What the task asks →
Restate the entries word for word, leaving nothing out.

Data to examine →
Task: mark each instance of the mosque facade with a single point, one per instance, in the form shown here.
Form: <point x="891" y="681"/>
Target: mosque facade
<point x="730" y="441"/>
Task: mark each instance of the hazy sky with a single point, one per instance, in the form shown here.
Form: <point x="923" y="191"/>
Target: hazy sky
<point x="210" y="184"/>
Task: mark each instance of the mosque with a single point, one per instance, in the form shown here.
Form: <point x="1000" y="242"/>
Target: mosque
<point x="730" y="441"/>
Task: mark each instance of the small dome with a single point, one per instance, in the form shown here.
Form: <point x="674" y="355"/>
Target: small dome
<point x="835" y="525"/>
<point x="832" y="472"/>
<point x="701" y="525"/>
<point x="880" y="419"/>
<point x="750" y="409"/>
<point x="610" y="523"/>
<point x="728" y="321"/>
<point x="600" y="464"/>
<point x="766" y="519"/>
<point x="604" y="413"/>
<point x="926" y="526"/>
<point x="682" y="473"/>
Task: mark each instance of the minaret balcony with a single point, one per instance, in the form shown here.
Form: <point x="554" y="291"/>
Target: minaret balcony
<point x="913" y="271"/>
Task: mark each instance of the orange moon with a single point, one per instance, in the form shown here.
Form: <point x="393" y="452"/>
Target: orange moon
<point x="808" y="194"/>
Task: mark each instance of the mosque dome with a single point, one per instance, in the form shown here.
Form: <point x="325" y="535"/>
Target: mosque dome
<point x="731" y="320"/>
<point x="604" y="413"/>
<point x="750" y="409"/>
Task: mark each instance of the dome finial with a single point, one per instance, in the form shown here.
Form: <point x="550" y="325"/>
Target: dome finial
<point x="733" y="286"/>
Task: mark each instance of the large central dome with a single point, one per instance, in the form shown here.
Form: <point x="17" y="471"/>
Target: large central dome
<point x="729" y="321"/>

Response to the task →
Task: mark each instance of the mosque facade with a single point, one per instance, in the form shown here.
Form: <point x="891" y="681"/>
Target: mosque facade
<point x="730" y="441"/>
Task: mark each instance of the hazy sky with a single point, one per instance, in the form shown here.
Form: <point x="923" y="191"/>
Target: hazy sky
<point x="210" y="184"/>
Task: mark each instance of the mosque with a single point, one per instance, in the form shown here.
Form: <point x="1000" y="242"/>
Target: mosque
<point x="730" y="441"/>
Task: mark each instance of the small dome with a single point, one per instance, in the form shown here.
Form: <point x="674" y="355"/>
Target: small dome
<point x="835" y="525"/>
<point x="832" y="472"/>
<point x="701" y="525"/>
<point x="880" y="419"/>
<point x="750" y="409"/>
<point x="610" y="523"/>
<point x="728" y="321"/>
<point x="600" y="464"/>
<point x="766" y="519"/>
<point x="604" y="413"/>
<point x="926" y="526"/>
<point x="682" y="473"/>
Task: mark each instance of the minaret balcony with a single point, one per instance, in the form shown here.
Form: <point x="554" y="291"/>
Target: minaret balcony
<point x="913" y="271"/>
Task: mark each instance of the orange moon with a single point, one per instance, in the form shown here.
Form: <point x="393" y="452"/>
Target: orange moon
<point x="808" y="194"/>
Task: mark each instance of the mosque dome with a single point, one per instance, in the form shown here.
Form: <point x="325" y="535"/>
Target: mosque dome
<point x="731" y="320"/>
<point x="604" y="413"/>
<point x="750" y="409"/>
Task: mark each instance of the dome finial with a single point, one per instance, in the form shown here.
Form: <point x="550" y="325"/>
Target: dome finial
<point x="733" y="286"/>
Task: mark each instance of the large central dome with a single point, one per instance, in the form shown here.
Form: <point x="17" y="471"/>
Target: large central dome
<point x="729" y="321"/>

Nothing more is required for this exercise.